Dr Joseph Farrugia is a theologian, senior lecturer and Roman Catholic Monsignor who served as the representative of the Maltese Episcopal Conference to the Commission of the Bishops' Conferences of the European Community. He currently serves as Vicar of the parishes of Mallemort, Alleins, Charleval and Vernègues in the Diocese of Aix, France.

==Academic Achievements==
Joseph Farrugia was born in Victoria, Gozo on February 19, 1954. After completing his philosophical and theological training at the Gozo Major Seminary, Reverend Farrugia undertook his post-graduate studies in theology obtaining a S.Th.L. in Dogmatic theology and his doctorate in Fundamental theology at the Pontifical Gregorian University in Rome. Moreover Dr Farrugia also studied philosophy at the Pontifical Lateran University and Islamology at the Pontifical Institute of Arab and Islamic Studies. In 1983 he became a lecturer in theology at the Sacred Heart Major Seminary of Gozo and in 1988 he joined the Faculty of Theology at the University of Malta where he still lectures in fundamental theology and ecumenism. Dr Farrugia has also given courses in Mediterranean civilizations and religions. On behalf of the new University of Malta's Gozo Centre, Dr Farrugia coordinated several highly successful series of public lectures focusing on the history and culture of the island. He is the author of The Church and the Muslims and contributor to various international theological publications.

Supplied information ▸
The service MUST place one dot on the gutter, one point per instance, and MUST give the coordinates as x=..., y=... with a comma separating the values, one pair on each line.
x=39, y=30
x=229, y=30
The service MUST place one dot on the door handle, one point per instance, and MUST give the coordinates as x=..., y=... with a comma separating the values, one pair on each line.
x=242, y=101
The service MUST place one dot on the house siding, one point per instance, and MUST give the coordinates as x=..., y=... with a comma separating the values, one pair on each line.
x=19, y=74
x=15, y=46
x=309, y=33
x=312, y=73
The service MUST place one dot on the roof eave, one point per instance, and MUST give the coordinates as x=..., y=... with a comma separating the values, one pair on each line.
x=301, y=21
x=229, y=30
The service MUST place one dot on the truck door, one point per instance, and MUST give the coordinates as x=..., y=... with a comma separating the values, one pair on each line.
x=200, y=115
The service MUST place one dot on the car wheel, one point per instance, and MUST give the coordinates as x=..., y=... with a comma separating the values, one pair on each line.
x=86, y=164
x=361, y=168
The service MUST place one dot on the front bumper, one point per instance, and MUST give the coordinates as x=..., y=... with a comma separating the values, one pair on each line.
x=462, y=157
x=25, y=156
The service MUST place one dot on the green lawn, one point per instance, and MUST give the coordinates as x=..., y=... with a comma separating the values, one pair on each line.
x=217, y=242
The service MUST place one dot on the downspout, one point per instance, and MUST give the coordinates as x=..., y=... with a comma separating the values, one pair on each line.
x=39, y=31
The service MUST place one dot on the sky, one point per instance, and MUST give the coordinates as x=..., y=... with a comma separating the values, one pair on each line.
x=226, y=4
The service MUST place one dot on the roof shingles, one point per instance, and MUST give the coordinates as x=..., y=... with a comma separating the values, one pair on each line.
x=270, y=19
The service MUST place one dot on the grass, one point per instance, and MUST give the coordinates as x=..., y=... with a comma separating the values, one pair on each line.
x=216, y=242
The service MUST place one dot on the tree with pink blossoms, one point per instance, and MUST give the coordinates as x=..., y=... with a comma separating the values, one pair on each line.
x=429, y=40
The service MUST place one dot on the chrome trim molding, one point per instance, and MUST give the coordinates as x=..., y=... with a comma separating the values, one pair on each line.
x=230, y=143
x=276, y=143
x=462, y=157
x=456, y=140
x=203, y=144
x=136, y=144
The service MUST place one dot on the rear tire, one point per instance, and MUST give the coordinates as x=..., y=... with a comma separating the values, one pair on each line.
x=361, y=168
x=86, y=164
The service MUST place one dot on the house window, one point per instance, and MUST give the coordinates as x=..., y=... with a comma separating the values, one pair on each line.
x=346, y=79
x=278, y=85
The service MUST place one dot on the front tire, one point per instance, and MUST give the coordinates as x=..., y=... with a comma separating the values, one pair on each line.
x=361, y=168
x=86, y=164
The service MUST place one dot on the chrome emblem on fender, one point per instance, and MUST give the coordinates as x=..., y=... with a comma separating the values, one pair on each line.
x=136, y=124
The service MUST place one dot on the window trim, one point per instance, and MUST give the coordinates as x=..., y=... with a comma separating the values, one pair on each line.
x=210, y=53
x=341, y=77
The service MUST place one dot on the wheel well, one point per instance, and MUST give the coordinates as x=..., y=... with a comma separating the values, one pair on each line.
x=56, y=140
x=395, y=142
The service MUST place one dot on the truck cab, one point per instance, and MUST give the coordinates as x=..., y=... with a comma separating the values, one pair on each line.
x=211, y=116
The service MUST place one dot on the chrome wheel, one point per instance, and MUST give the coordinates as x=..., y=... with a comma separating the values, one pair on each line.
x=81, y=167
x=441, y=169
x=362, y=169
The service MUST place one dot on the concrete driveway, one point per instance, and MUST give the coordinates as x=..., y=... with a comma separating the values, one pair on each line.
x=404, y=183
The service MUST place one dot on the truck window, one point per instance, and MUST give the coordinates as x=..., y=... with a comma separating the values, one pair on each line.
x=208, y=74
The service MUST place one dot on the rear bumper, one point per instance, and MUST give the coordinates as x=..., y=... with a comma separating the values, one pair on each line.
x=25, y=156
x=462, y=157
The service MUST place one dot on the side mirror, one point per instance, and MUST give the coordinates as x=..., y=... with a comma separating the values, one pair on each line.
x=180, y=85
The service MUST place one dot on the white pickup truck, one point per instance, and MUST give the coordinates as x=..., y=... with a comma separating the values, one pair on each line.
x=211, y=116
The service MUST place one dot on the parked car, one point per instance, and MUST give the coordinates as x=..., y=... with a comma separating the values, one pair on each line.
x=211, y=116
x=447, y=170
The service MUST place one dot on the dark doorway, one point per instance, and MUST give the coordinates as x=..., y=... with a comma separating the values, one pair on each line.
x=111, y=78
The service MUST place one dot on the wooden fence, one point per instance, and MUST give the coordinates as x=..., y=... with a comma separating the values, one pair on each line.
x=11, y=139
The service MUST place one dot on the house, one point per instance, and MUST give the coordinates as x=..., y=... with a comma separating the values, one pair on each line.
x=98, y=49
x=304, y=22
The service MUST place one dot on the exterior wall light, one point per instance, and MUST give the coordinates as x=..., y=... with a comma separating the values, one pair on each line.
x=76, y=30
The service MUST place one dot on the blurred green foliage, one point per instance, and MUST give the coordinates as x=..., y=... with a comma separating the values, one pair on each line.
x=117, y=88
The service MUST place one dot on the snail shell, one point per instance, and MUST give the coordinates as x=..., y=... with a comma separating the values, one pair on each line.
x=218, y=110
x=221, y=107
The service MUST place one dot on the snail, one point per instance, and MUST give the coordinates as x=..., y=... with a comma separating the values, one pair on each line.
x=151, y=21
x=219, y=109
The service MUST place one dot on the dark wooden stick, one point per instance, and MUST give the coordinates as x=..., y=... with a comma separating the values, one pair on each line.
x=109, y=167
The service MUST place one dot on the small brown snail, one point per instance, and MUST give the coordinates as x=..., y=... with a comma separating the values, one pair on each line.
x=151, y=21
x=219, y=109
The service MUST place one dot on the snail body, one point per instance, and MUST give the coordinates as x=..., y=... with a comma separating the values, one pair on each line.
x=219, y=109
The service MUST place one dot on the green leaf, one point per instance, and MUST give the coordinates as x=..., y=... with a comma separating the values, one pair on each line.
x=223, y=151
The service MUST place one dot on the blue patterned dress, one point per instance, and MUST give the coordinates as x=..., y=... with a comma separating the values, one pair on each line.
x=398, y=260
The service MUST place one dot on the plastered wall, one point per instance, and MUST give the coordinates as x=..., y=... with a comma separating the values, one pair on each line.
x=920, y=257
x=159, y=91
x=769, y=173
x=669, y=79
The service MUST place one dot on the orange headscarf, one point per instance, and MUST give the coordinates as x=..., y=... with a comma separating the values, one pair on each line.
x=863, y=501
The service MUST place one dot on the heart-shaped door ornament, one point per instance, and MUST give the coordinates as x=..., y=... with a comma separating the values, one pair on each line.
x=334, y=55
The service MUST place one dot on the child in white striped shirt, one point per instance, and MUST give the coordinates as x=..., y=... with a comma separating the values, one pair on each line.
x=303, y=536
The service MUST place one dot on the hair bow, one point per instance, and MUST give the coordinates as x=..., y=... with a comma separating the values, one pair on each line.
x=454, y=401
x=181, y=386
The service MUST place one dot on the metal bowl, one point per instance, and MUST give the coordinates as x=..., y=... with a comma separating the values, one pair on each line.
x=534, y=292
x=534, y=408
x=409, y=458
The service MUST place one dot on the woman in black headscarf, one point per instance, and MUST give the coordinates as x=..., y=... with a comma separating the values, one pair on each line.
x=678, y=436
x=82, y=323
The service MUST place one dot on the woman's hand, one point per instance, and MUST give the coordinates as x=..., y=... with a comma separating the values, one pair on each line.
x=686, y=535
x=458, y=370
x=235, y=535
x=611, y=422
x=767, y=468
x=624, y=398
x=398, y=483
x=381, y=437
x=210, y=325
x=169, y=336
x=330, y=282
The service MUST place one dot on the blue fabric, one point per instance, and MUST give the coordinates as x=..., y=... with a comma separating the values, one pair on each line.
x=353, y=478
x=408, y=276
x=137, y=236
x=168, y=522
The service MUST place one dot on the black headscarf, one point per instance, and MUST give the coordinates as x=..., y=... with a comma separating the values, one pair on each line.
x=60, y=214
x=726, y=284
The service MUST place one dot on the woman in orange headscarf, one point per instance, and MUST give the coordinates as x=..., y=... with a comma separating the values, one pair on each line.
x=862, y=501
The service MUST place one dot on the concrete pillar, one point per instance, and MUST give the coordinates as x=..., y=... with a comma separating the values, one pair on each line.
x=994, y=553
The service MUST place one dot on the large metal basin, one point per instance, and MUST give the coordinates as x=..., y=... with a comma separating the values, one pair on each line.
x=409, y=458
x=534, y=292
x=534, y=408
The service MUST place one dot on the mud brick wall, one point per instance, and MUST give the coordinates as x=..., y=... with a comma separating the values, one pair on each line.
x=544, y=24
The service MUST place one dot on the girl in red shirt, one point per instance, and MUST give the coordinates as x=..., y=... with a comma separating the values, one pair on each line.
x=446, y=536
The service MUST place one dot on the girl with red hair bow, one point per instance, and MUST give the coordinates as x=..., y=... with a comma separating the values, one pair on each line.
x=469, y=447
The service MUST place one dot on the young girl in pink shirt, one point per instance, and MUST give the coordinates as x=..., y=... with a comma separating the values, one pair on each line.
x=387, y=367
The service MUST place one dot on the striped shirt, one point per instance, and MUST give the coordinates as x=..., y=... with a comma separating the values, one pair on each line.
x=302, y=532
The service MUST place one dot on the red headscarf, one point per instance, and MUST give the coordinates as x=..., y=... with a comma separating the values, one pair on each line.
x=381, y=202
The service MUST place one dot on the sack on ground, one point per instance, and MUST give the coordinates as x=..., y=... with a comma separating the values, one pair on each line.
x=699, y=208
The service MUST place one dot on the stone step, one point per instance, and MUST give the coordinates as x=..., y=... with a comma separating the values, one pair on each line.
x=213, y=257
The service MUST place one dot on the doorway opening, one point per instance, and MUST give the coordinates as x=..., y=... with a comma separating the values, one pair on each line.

What this exercise asks ▸
(a) Write out the part of the passage on Joseph Farrugia that opens with the words containing "Dr Joseph Farrugia" and closes with "of Aix, France.".
(b) In the passage on Joseph Farrugia, in what year did he join the Faculty of Theology at the University of Malta?

Task responses ▸
(a)
Dr Joseph Farrugia is a theologian, senior lecturer and Roman Catholic Monsignor who served as the representative of the Maltese Episcopal Conference to the Commission of the Bishops' Conferences of the European Community. He currently serves as Vicar of the parishes of Mallemort, Alleins, Charleval and Vernègues in the Diocese of Aix, France.

(b) 1988